Begin RECORDS FOR THE TASK
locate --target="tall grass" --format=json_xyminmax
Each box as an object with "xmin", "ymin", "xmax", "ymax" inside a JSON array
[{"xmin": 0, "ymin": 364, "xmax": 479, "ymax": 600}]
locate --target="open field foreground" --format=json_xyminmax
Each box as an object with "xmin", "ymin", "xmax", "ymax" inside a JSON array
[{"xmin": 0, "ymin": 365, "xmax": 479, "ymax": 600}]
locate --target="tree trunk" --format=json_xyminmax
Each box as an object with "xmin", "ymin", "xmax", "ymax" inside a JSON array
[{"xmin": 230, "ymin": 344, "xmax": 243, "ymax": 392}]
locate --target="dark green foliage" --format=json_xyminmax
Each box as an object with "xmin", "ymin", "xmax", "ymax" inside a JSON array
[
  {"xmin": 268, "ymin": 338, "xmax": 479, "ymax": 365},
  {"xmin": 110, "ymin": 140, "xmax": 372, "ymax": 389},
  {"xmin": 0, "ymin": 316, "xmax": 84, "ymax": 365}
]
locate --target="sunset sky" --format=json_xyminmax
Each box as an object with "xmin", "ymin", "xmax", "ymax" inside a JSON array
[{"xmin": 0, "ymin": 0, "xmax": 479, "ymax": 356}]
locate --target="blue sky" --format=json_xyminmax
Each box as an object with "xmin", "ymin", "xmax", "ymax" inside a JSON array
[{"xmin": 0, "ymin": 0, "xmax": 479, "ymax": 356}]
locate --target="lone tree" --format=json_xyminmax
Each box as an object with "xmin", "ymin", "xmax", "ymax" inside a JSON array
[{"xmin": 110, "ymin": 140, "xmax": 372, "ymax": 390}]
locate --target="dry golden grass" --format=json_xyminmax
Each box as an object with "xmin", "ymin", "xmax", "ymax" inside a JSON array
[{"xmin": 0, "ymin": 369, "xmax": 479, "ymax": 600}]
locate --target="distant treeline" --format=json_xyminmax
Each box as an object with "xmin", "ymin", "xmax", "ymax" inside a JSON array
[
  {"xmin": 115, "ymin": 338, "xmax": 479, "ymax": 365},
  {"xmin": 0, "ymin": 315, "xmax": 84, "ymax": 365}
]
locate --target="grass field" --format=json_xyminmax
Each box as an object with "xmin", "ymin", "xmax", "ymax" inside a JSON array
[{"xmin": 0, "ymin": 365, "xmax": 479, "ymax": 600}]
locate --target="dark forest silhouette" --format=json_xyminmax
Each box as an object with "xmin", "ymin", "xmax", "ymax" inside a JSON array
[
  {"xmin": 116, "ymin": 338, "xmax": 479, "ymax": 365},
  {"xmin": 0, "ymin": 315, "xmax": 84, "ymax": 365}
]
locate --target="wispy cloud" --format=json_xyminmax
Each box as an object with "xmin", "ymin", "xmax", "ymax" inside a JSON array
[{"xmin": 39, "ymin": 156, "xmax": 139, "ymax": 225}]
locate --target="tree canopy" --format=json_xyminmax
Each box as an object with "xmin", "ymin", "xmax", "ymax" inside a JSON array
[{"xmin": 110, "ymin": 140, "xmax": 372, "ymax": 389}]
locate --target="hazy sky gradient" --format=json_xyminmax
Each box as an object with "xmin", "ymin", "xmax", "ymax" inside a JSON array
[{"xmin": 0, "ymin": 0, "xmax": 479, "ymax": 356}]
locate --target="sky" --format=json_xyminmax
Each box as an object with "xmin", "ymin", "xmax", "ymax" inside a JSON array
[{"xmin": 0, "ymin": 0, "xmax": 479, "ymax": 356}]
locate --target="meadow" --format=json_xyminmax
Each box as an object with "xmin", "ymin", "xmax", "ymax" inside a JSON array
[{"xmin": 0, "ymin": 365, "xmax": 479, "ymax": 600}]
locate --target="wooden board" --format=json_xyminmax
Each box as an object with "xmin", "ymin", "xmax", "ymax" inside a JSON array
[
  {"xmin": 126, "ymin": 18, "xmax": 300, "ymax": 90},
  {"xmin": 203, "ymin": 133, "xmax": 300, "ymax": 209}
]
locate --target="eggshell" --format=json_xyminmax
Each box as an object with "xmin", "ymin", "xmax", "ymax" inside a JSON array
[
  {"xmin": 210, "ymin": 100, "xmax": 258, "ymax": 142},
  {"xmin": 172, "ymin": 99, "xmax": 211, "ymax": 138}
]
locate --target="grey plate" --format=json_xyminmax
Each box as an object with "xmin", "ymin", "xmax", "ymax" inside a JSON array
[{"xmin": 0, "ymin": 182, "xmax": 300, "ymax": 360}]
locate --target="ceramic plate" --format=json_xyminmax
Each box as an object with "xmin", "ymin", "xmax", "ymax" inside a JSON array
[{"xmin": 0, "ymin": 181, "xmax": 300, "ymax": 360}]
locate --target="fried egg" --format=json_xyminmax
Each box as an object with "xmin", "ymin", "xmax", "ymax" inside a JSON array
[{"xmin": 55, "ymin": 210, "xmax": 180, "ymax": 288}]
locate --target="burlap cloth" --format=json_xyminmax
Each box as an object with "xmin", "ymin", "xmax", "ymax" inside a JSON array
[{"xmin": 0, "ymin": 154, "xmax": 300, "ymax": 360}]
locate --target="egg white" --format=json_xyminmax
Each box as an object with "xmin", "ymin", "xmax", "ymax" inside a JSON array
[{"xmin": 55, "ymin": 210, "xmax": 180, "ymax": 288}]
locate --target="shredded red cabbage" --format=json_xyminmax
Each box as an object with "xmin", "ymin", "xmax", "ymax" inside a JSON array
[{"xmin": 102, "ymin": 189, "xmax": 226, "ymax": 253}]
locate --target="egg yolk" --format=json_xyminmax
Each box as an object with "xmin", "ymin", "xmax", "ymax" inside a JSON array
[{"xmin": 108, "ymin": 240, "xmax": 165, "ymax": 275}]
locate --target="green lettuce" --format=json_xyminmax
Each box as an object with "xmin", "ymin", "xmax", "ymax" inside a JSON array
End RECORDS FOR THE TASK
WHAT NEEDS TO BE DONE
Collect every line in the rows above that contains the string "dark". Letter case matters.

PROBLEM SOLUTION
locate --target="dark green foliage" --format=json_xyminmax
locate --target="dark forest silhouette" --format=json_xyminmax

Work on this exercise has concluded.